*Selected extract*
•••

When he started All-American Max Gaines held reprint rights to Mutt & Jeff, so it appeared in All-American Comics and a title that was continued by DC until 1958.
Fisher employed ghosts on the strip. According to the Lambiek website these included Billy Liverpool, Ed Mack and Al Smith, the last of whom stayed on the feature for decades. Lambiek also says, on its pages on the artists, that George Herriman and the young Maurice Sendak assisted on the strip, and that Joe Dennett drew Mutt and Jeff comics for Harvey in the Silver Age. The GCD tells me the feature passed to Harvey after a period at Dell.
Incidentally, you might've put the thread in the wrong forum. I'm told you can change the forum using the Options menu in the post at the start of the thread. Go into "Edit Discussion" and look for the drop down "Category" menu.
I've moved it.
According to Wikipedia Mutt and Jeff appeared in live action short movies in 1911-12 and in a long series of cartoons from 1916.
There is a hardcover of early Mutt & Jeff strips available from... oh, the same publisher which reprinted a collection of early Bring Up Father strips. Some of those early animated cartoons are available on the Popeye DVD sets.
...What forum did I put it in originally ?

•••

*Exercise task 1*
Reproduce the passage of the Mutt and Jeff thread from "Incidentally, you might've" up to and including "in originally ?".
*Exercise task 2*
Answer these about the Mutt and Jeff thread:
(a) Which three ghosts on the strip does the Lambiek website name?
(b) Until what year did DC continue the title?
(c) From what year did the long series of Mutt and Jeff cartoons begin?
The data after this thread is not needed.

•••

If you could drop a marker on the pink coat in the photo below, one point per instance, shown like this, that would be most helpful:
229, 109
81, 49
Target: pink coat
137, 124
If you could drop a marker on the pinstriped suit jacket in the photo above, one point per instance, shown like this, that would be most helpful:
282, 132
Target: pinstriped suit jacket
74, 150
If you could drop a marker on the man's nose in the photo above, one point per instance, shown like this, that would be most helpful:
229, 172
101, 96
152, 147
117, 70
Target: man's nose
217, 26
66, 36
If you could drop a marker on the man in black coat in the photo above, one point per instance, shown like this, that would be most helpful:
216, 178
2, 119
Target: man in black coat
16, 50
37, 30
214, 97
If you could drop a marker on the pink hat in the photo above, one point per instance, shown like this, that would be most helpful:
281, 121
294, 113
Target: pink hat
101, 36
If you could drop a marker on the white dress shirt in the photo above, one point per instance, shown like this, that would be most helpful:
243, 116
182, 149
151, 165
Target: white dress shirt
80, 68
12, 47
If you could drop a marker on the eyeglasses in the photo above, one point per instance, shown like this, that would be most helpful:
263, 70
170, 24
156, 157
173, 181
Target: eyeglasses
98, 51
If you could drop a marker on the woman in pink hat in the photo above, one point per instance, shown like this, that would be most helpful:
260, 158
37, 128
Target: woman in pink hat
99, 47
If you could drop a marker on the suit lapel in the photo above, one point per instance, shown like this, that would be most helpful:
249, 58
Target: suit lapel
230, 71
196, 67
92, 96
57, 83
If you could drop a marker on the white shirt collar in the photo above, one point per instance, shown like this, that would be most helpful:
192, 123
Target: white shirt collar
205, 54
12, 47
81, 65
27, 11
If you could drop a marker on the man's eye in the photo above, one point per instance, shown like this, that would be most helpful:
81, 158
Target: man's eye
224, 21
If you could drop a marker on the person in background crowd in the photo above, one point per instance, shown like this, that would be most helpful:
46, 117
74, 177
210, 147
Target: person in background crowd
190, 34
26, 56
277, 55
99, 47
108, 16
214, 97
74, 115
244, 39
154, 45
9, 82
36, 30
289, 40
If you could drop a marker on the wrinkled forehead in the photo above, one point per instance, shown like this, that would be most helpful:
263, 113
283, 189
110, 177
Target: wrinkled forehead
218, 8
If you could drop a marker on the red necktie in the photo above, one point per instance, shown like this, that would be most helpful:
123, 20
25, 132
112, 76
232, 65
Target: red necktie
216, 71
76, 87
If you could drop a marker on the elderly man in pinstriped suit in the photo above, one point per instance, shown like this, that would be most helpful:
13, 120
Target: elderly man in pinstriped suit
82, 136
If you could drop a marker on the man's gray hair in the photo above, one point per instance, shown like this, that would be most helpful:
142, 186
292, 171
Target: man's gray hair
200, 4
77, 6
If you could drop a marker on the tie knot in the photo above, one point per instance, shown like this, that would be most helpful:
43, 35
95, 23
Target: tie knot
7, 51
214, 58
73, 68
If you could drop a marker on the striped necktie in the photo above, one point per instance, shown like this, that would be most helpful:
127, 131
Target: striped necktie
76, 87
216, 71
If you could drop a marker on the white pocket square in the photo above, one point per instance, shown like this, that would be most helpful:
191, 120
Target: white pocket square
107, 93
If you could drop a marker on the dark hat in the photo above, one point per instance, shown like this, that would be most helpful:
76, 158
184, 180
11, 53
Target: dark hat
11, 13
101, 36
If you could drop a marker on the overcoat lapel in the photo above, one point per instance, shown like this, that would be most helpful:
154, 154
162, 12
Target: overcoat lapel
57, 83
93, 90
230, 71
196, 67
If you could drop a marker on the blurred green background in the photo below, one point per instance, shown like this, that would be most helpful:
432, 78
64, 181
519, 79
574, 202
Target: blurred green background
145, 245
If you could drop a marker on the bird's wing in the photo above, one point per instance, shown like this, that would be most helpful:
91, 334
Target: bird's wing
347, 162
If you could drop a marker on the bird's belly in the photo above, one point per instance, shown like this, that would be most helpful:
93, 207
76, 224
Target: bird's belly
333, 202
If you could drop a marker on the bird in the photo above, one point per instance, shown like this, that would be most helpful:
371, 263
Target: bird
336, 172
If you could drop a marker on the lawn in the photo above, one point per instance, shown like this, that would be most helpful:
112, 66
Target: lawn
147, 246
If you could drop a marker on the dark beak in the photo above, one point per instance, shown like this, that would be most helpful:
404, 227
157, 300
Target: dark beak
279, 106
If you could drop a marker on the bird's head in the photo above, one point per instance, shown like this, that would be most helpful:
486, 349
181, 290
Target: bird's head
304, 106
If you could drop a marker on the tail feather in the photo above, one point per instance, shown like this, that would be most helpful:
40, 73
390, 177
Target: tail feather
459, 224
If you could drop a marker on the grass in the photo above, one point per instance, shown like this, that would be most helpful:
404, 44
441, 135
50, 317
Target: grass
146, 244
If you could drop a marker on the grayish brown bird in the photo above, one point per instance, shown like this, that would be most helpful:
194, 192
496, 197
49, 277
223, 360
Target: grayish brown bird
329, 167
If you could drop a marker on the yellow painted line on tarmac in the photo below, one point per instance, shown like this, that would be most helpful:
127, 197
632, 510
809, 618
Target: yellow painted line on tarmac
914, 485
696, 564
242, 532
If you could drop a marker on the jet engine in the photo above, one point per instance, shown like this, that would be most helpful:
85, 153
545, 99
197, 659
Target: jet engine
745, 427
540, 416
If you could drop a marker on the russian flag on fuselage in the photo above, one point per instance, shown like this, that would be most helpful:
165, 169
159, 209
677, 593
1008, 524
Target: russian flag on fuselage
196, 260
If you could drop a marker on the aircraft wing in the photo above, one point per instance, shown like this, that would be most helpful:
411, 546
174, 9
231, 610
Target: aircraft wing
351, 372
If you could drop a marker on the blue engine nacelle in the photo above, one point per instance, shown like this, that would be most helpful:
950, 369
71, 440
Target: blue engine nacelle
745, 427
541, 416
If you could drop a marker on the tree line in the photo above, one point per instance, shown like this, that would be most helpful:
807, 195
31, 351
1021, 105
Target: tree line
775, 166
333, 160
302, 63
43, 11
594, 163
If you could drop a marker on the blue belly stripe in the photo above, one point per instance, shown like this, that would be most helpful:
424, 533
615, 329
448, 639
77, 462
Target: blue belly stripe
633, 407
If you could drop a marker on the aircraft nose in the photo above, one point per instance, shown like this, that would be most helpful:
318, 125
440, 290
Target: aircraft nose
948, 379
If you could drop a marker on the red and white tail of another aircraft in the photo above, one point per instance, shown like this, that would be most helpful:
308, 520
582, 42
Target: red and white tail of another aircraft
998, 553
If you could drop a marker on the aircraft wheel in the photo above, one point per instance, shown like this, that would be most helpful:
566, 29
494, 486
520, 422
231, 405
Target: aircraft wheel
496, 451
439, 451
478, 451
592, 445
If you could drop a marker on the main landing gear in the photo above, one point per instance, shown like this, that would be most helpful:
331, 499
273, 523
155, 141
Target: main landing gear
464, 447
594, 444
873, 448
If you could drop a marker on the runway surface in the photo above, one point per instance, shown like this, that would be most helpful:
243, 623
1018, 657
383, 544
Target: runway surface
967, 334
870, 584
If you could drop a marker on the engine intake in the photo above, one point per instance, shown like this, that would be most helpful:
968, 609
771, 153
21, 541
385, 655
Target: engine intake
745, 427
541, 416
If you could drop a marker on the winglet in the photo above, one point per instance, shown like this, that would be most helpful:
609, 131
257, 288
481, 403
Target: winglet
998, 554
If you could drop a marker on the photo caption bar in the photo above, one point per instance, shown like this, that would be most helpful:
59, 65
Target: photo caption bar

•••

*Answer 1*
Incidentally, you might've put the thread in the wrong forum. I'm told you can change the forum using the Options menu in the post at the start of the thread. Go into "Edit Discussion" and look for the drop down "Category" menu.
I've moved it.
According to Wikipedia Mutt and Jeff appeared in live action short movies in 1911-12 and in a long series of cartoons from 1916.
There is a hardcover of early Mutt & Jeff strips available from... oh, the same publisher which reprinted a collection of early Bring Up Father strips. Some of those early animated cartoons are available on the Popeye DVD sets.
...What forum did I put it in originally ?

*Answer 2*
(a) Billy Liverpool, Ed Mack and Al Smith
(b) 1958
(c) 1916